━━ Material
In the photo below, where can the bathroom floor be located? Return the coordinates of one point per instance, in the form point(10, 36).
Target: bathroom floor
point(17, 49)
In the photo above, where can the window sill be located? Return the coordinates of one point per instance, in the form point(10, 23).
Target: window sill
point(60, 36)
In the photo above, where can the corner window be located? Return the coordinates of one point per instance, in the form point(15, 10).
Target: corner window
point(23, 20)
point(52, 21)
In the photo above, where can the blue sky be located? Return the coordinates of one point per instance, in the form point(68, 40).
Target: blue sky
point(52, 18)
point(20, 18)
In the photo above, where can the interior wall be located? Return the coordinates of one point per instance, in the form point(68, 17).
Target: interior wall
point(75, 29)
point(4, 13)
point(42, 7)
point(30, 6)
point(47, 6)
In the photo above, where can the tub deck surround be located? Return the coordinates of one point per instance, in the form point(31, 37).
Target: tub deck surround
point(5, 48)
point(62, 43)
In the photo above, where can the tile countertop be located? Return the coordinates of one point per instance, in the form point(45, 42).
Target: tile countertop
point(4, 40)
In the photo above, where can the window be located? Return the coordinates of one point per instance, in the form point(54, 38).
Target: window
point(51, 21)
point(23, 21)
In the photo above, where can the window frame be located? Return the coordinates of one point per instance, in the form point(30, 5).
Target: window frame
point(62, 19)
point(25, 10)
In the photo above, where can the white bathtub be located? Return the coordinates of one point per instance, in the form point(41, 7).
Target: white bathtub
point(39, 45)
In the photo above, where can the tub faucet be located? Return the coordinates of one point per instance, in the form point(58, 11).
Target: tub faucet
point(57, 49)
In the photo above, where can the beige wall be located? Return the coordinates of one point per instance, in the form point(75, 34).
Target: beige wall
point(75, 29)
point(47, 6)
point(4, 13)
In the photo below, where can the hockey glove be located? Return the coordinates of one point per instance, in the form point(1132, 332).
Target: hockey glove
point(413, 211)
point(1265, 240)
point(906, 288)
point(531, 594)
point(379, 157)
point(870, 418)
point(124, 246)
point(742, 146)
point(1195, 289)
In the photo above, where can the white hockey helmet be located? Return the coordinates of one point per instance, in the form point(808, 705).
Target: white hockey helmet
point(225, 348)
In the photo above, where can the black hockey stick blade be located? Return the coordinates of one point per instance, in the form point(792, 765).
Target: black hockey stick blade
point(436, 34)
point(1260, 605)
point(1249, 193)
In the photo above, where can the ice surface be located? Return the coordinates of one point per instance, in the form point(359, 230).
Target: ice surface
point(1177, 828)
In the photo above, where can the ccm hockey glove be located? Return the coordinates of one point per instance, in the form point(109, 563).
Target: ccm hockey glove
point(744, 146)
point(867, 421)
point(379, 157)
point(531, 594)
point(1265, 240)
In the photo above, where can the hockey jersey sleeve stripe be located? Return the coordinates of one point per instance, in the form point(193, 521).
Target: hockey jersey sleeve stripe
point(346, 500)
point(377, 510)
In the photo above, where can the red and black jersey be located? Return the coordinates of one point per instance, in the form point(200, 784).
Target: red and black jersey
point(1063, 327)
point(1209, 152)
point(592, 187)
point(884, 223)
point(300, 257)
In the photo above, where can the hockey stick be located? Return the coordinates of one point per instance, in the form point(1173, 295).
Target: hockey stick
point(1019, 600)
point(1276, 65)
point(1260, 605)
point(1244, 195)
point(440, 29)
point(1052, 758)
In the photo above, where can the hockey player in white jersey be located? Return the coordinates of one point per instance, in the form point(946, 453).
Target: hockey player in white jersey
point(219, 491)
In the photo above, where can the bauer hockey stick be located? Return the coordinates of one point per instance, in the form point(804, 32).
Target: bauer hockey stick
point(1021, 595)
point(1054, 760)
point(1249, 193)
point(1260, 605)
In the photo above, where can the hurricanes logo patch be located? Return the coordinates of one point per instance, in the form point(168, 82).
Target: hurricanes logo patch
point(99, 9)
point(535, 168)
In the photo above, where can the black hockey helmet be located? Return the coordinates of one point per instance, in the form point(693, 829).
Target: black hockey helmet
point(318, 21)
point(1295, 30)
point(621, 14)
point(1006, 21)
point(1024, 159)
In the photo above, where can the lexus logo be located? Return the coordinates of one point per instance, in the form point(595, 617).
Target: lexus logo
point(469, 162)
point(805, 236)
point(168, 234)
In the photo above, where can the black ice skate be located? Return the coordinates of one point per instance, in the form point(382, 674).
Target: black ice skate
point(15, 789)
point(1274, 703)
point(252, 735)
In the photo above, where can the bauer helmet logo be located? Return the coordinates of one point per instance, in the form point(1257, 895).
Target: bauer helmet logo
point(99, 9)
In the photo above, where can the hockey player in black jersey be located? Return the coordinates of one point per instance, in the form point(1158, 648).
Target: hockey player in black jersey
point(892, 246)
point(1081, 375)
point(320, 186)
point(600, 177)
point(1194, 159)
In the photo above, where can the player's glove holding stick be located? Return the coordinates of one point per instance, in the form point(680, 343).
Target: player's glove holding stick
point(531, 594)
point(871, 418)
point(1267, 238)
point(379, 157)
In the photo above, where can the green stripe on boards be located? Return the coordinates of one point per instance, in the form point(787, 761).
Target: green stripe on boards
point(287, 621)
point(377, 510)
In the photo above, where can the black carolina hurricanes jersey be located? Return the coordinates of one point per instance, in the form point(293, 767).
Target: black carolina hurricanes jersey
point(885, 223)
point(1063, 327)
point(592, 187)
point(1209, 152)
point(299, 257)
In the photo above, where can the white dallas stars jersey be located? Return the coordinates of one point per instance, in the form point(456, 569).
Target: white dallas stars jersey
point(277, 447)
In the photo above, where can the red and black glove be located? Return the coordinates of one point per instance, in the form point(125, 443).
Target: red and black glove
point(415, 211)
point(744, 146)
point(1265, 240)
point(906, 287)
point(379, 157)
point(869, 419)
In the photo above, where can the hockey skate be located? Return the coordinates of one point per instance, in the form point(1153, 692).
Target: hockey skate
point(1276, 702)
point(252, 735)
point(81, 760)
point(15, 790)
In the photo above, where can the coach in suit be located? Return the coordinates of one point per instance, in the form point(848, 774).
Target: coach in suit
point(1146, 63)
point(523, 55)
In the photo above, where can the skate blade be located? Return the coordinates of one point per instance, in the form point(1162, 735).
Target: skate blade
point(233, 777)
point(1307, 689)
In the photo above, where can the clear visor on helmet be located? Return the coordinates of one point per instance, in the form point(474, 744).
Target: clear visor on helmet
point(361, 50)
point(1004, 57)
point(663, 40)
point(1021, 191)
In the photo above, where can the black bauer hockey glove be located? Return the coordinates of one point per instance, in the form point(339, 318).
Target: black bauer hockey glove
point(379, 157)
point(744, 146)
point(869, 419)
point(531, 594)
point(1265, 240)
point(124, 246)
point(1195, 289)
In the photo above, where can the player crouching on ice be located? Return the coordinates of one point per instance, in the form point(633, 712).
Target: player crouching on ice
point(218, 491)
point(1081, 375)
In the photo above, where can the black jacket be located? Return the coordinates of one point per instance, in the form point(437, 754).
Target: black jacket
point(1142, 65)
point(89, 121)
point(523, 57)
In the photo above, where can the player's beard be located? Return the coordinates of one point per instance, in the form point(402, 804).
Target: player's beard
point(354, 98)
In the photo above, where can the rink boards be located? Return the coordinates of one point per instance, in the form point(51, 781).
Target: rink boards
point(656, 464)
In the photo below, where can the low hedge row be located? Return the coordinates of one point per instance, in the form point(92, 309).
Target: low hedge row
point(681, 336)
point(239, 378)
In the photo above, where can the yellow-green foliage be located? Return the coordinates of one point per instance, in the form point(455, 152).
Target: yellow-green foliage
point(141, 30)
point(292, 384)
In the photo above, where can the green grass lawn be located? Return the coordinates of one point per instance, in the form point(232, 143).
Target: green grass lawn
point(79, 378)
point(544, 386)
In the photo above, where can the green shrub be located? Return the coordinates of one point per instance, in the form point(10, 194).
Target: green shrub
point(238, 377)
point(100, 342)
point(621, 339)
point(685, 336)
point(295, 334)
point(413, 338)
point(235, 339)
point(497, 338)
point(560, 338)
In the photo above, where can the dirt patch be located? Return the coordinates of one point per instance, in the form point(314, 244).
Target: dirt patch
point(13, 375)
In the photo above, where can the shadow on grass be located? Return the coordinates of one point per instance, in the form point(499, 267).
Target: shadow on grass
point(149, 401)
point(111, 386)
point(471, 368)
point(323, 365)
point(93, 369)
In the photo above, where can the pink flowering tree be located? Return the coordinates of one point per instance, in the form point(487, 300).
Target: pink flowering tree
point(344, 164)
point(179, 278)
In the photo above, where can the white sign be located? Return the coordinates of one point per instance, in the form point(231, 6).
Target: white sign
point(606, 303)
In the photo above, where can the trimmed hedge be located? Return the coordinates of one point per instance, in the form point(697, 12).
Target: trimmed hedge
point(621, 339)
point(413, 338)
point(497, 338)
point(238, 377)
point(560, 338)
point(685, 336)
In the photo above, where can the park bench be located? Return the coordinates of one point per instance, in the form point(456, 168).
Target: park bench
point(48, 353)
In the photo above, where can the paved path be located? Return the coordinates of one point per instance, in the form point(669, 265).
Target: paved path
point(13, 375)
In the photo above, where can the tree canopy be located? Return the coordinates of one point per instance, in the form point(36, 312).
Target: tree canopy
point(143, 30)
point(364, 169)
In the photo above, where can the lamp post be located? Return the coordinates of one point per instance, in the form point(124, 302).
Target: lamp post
━━━━
Please give the part of the rows above that runs from the first line through the line containing "point(60, 36)", that line included, as a Markdown table with columns No. and Text, one numbered line per table row and blank lines left out.

| No. | Text |
|---|---|
| 1 | In the photo below, where can the bathroom floor be located? Return the coordinates of one point per instance, in the form point(10, 36). |
| 2 | Target: bathroom floor |
| 3 | point(17, 49) |
| 4 | In the photo above, where can the window sill be located? Return the coordinates of one point per instance, in the form point(10, 23). |
| 5 | Target: window sill |
| 6 | point(60, 36) |